### ESTRATTO DELLA PAGINA

※ ※ ※

Attraverso la loro determinazione è possibile, oltre che valutare i
risultati dell’intervento formativo, individuare e programmare contenuti
e metodologie didattiche e guidare il discente nel suo percorso di
apprendimento, consentendogli di indirizzare i propri sforzi verso una meta ben
definita dall’obiettivo stesso.
Sulla base di questi presupposti, è chiaro che gli obiettivi non possono essere
definiti tali se costituiscono una mera descrizione degli argomenti trattati
nel modulo, lezione o unità didattica o delle attività che vi si svolgeranno
oppure se espongono quelle che in realtà sono semplicemente le intenzioni del
docente.
Non sono obiettivi espressioni di questo tipo:
“Il
corso esaminerà il concetto di politica sociale e approfondirà l’origine
storica del Welfare State, dalla sua nascita alle prospettive future, mettendo
in risalto le caratteristiche peculiari del modello italiano rispetto agli
altri modelli europei.”
“Il modulo si occuperà di evidenziare le
origini e le fonti del diritto bancario, in linea con le disposizioni
comunitarie che tendono ad armonizzare i sistemi bancari dei Paesi facenti
parte dell’Unione.”

※ ※ ※

### DATI DEL DATASET
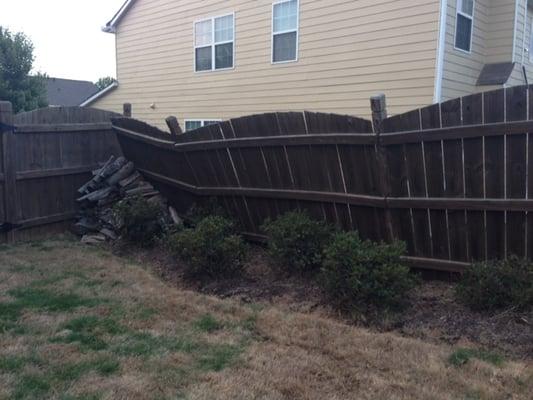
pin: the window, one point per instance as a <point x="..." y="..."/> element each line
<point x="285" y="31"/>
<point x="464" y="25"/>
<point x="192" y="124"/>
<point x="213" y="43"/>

※ ※ ※

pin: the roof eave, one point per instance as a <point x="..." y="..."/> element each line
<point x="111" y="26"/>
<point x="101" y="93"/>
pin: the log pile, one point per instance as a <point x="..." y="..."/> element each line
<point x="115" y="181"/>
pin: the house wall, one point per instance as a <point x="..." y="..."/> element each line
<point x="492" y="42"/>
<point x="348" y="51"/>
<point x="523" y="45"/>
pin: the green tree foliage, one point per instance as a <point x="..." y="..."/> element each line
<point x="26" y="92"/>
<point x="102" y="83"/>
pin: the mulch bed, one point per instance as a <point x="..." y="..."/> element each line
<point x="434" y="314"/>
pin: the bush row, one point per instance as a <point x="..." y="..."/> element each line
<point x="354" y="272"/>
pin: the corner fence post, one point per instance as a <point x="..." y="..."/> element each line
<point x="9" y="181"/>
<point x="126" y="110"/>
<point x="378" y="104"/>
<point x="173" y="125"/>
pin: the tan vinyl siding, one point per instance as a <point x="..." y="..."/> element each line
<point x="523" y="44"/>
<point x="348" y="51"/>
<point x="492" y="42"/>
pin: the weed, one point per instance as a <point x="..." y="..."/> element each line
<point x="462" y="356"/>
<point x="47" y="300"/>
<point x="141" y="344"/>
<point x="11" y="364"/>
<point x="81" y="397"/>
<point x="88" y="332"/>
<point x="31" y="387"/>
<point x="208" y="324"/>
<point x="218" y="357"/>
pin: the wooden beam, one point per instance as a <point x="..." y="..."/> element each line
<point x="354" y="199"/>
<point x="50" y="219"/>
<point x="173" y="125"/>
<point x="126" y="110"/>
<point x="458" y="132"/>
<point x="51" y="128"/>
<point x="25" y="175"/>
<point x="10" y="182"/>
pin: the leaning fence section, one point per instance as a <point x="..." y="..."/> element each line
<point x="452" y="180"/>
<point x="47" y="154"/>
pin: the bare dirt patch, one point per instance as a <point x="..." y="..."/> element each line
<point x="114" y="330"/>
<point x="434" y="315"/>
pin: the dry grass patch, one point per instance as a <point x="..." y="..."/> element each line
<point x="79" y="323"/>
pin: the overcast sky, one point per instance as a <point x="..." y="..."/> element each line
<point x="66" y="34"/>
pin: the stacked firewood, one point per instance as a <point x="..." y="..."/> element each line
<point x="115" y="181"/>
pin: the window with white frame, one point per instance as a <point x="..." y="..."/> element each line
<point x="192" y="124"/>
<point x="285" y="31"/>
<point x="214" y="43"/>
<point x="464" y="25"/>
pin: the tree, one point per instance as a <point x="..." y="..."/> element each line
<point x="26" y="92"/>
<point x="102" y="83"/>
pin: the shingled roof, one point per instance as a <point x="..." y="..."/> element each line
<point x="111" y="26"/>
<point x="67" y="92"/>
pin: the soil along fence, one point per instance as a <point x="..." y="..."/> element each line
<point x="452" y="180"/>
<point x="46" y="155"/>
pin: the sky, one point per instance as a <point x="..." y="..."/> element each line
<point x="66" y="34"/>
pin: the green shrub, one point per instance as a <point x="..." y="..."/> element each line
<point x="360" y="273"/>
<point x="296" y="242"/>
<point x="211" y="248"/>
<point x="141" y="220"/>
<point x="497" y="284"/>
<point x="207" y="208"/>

※ ※ ※

### ELENCO DEI COMPITI
1 - Estrai dal testo sugli obiettivi didattici tutto ciò che va da "Attraverso la loro" fino a "definita dall’obiettivo stesso.".
2 - Nel testo sugli obiettivi didattici, che cosa permette di fare la determinazione degli obiettivi? Elenca tutte le possibilità indicate.
3 - Nel testo sugli obiettivi didattici, secondo il secondo esempio di espressione che non costituisce un obiettivo, di quale diritto il modulo evidenzierebbe le origini e le fonti?

### RISPOSTE SCRITTE
1 -
Attraverso la loro determinazione è possibile, oltre che valutare i
risultati dell’intervento formativo, individuare e programmare contenuti
e metodologie didattiche e guidare il discente nel suo percorso di
apprendimento, consentendogli di indirizzare i propri sforzi verso una meta ben
definita dall’obiettivo stesso.

2 -
- Valutare i risultati dell'intervento formativo
- Individuare e programmare contenuti e metodologie didattiche
- Guidare il discente nel suo percorso di apprendimento

3 - Del diritto bancario.